<<<<

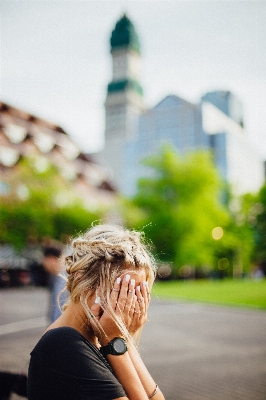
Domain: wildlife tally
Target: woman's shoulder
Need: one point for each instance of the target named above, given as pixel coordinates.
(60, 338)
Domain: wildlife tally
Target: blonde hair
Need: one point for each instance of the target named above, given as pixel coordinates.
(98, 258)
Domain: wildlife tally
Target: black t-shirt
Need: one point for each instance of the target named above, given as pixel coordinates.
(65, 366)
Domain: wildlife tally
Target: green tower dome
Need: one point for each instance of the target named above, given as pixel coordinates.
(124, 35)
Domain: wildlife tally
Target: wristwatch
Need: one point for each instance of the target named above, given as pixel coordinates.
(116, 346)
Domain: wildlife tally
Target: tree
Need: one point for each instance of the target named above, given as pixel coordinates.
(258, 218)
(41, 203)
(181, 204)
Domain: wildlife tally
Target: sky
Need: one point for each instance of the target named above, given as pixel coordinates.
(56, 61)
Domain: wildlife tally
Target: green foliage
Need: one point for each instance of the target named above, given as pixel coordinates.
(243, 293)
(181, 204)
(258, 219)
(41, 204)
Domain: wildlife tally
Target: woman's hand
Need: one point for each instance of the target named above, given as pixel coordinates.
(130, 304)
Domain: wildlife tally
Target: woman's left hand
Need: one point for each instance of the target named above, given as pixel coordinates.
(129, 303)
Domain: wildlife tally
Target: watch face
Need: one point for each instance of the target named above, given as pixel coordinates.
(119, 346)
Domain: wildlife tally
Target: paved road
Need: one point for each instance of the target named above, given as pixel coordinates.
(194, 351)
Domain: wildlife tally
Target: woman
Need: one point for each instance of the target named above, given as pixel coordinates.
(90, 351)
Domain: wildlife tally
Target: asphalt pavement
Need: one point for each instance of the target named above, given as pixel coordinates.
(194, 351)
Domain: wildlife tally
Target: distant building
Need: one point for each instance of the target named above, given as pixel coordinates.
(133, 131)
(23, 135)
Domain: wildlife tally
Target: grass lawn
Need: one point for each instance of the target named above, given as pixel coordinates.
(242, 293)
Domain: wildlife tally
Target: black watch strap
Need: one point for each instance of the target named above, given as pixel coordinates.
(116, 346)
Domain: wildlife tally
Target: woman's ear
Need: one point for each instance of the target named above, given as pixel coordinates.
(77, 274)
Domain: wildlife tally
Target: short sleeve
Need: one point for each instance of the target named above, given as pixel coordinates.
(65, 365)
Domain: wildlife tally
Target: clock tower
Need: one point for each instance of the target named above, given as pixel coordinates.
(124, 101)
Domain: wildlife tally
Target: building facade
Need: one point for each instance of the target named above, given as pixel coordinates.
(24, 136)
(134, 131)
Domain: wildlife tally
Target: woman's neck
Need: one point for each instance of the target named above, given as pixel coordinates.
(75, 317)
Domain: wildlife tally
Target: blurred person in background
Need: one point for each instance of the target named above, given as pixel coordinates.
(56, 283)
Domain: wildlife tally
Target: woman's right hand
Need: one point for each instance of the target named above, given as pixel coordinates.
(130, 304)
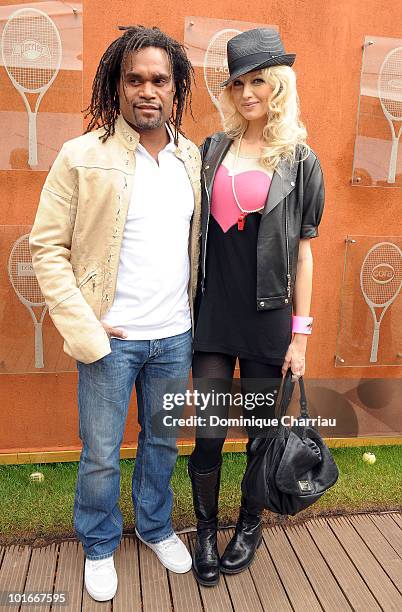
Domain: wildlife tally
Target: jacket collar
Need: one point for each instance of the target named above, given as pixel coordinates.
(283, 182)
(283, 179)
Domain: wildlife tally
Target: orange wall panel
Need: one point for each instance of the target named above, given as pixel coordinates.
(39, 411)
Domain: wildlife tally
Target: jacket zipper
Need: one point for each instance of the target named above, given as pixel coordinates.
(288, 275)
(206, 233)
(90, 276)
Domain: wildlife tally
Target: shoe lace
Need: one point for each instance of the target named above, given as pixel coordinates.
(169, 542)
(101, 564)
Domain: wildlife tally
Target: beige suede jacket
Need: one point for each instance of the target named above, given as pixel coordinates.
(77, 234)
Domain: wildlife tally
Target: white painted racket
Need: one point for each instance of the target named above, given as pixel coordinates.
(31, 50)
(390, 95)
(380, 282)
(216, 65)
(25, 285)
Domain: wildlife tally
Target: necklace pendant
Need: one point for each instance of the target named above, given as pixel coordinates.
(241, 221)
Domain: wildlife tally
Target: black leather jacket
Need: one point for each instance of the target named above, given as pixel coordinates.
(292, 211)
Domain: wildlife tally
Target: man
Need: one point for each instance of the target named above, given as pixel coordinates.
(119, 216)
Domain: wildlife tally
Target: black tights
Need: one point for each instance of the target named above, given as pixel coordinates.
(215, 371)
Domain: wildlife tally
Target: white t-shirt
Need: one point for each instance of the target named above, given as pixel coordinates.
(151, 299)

>>>>

Description of the task: Every line of text is to be repeated exactly; pictures are left out.

Output below:
Domain: wildlife tally
Target: woman's shoulder
Need: one point for each instance of the target named above, given as pixel coordinates.
(60, 338)
Domain: wildlife tally
Target: blonde hair
Need: one point for each instance of the target named above, given as pixel coordinates.
(98, 258)
Domain: wildlife tally
Target: black t-shirt
Need: one point for each instance of the target named above, given as pixel coordinates.
(65, 366)
Domain: wildlife tally
Target: green tower dome
Need: one point for each instance of the target named above, given as pixel coordinates.
(124, 35)
Domain: wildlife tally
Target: wristwatch
Need: one point for each instance of the target named above, given as pixel coordinates.
(116, 346)
Domain: wildlife tally
Target: tree
Need: one point for each instance of the target named above, given as pixel coordinates.
(258, 218)
(41, 203)
(181, 204)
Domain: wildlife tally
Target: sky
Need: one point for each instance of the target named above, given as pixel coordinates.
(56, 61)
Domain: wildlife tally
Target: green foliage
Need: one point for each instance of the target named above, given as pixel coordinates.
(243, 293)
(181, 204)
(258, 219)
(41, 204)
Domain: wildlife tally
Target: woman's hand
Need: one point for each instance of the target named above, given as pixel coordinates.
(130, 304)
Domain: wildlife tally
Target: woman's left hand
Need: one point for each instance of the target named above, given as pixel coordinates.
(129, 303)
Domain: wildlife tally
Target: watch face
Need: one point for each instance of the target named above, given as pixel coordinates.
(119, 346)
Domain: wildlife tally
Target: paved road
Need: one point for each instance of the target named above, given as pixel coordinates.
(194, 351)
Domain: wildlife tally
Target: woman
Need: one point for each instance of the target named above, given as pixel coordinates.
(90, 351)
Domain: wildlife tally
Target: asphalt pavement
Need: one point for each instance of the target named above, given as pixel coordinates.
(194, 351)
Domain: wildlife tally
Target: distant building
Need: one point for each instance of the target named above, given as pixel coordinates.
(133, 131)
(23, 135)
Domain: wildlife tally
Target: grass lawn
Need: one point for each instance of the target named above, given as pixel coordinates.
(242, 293)
Domain: wildlife tally
Target: black watch strap
Need: one point for each instance of the target named above, given as pixel coordinates.
(116, 346)
Domain: wildlife tally
Target: woman's ear
Need: one point for each instance of the target named above, given as pixel coordinates.
(77, 274)
Domain: wildlife tally
Target: short sleeve
Need: one point for each instance of the target named above, given as pixel coordinates.
(65, 365)
Domain: wildlife tally
Target: clock tower
Need: one point for each instance of the target named above, given as pixel coordinates.
(124, 101)
Domain: wildlife tally
Target: building facade
Need: one point for each instance of the target named above, given as pixel coordinates.
(24, 136)
(134, 131)
Domain: wildlife tally
Target: woman's neck
Need: one point for each instance of the target named above, given as pixel coordinates.
(75, 317)
Domain: wildlife tally
Target: blurred person in background
Need: one point for each instance of the target named above, given as pixel coordinates.
(56, 283)
Domain: wildlife tally
Target: woman's right hand
Need: one point for each instance of the target named above, given as pixel coordinates.
(130, 304)
Domain: wildlife tally
Target: jacket collar
Need: one point for each instance of the target named above, given as pixel coordinates.
(283, 182)
(283, 179)
Domain: wildlife tally
Target: orange wall panel
Need: one point for each instance of the target named above, given as pixel coordinates.
(39, 411)
Domain: wildlife tally
Target: jacket zipper
Need: one point for each instance of the target named above, given as pixel coordinates.
(288, 275)
(206, 233)
(90, 276)
Domain: wildlife tally
Target: shoe lace
Need: one point for each instance of the target named above, given as pixel coordinates.
(169, 542)
(101, 564)
Domain: wildlife tally
Target: beige suede jacket
Need: one point for each instance of the target named above, given as pixel coordinates.
(77, 234)
Domain: wildlife tally
Target: white painted racket
Need: one point for each instance of the target named above, given as pixel coordinates.
(31, 50)
(390, 95)
(380, 282)
(216, 65)
(25, 285)
Domain: wildlife tally
Target: necklace pendant
Need: one point for each instance of the target named above, given as pixel coordinates.
(241, 221)
Domain: wildlife tally
Target: black leather jacket
Need: one point for each instance of the target named above, given as pixel coordinates.
(292, 211)
Domain: wildlife tally
Target: man
Need: one point for each instance of the target named above, given as pixel coordinates.
(119, 216)
Domain: wildlife tally
Target: black tights
Need: one point for each instance of the target named above, given as pixel coordinates.
(215, 371)
Domain: wildlife tally
Target: white t-shirt
Need: one point for each instance of the target named above, given as pixel coordinates.
(151, 299)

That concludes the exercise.